**REQUIREMENT A**. In the forum thread about PageRank and robots.txt, what does the PR of page-A depend on, according to the reply?
**REQUIREMENT B**. From the forum thread about PageRank and robots.txt, reproduce everything from "11:16 am on" down to "(indirect) reciprocal links.".
**REQUIREMENT C**. Carry on the forum thread about PageRank and robots.txt from the point where it stops.

----- EXCERPT PROVIDED

Forum Moderators: open

Message Too Old, No Replies

PR affected by robots.txt / noindex tags?

         

Umbra

2:47 pm on Aug 22, 2003 (gmt 0)

10+ Year Member



If you block a spider from indexing "Widget.html" (with robots.txt and Noindex meta tags) and yet there are numerous links pointing to "Widget.html", what happens to the PR flow? Is PR unaffected (as if the links didn't exit) or is it uselessly dumped into the page (like lemmings running off a cliff)?

Any ideas?

takagi

11:16 am on Aug 24, 2003 (gmt 0)

WebmasterWorld Senior Member 10+ Year Member



In the original PageRank document (The Anatomy of a Large-Scale Hypertextual Web Search Engine [www-db.stanford.edu]) you can find that the PR of page-A depends on the PR of the pages linking (page-B, page-C, etc.) to Page-A, and the number of links on the pages linking to page-A. So there should be no problem as long as you don't add 'nofollow'. With a 'nofollow' you will reduce the PR of pages being linked from page-A, and somehow that could reduce also the PR of page-A if there are some (indirect) reciprocal links.

----------
----- PROVIDED DATA

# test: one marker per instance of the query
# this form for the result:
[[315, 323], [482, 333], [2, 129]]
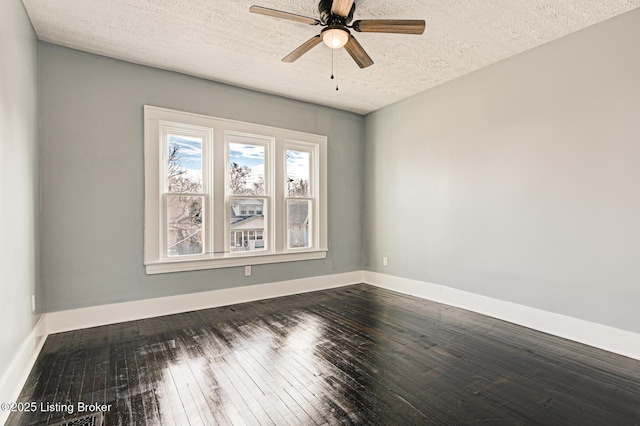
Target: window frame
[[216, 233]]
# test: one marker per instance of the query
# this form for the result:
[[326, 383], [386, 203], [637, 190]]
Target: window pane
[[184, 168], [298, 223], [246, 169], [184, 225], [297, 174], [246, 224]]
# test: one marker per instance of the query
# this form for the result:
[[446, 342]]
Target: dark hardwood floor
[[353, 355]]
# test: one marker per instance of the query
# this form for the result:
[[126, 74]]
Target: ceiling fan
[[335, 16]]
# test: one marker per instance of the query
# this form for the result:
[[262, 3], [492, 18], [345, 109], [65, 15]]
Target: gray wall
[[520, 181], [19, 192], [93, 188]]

----------
----- PROVIDED DATA

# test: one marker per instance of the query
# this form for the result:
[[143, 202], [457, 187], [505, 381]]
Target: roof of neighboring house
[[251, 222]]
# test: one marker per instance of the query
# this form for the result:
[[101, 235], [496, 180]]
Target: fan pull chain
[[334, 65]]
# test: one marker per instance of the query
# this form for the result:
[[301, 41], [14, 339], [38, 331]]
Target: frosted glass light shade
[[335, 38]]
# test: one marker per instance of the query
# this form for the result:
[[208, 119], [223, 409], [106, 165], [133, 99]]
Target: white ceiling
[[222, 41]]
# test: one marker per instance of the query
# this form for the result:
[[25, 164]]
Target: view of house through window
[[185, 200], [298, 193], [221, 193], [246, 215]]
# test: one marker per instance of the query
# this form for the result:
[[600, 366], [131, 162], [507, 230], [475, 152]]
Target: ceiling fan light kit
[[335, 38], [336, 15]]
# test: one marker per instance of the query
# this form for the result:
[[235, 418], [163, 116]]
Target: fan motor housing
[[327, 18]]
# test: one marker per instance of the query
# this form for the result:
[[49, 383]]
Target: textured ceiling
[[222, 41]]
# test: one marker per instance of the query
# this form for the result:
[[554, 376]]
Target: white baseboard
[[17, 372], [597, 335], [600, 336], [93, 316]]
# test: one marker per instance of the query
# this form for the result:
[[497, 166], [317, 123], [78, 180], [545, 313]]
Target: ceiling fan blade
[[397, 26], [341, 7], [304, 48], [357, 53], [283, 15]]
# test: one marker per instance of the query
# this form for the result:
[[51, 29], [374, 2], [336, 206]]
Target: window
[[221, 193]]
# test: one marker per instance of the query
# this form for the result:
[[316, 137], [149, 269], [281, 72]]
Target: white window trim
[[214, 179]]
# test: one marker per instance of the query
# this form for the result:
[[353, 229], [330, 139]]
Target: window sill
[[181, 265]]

----------

**WRITTEN REPLY A**. It depends on the PR of the pages linking to page-A and the number of links on those linking pages.

**WRITTEN REPLY B**.
11:16 am on Aug 24, 2003 (gmt 0)

WebmasterWorld Senior Member 10+ Year Member



In the original PageRank document (The Anatomy of a Large-Scale Hypertextual Web Search Engine [www-db.stanford.edu]) you can find that the PR of page-A depends on the PR of the pages linking (page-B, page-C, etc.) to Page-A, and the number of links on the pages linking to page-A. So there should be no problem as long as you don't add 'nofollow'. With a 'nofollow' you will reduce the PR of pages being linked from page-A, and somehow that could reduce also the PR of page-A if there are some (indirect) reciprocal links.

**WRITTEN REPLY C**.
However, please do realize that a lot of small changes has been add to PR calculation since that document was written.

Turning to the technology developments that Google has planned for the future, Sullivan asked Brin to elaborate on the work that goes into the constant development of the famed PageRank system. Brin said that it was still very much an important part of Google's ranking system and that more than half a dozen new ranking technologies are tested each month, with roughly half of these being integrated into Google's PageRank algorithm.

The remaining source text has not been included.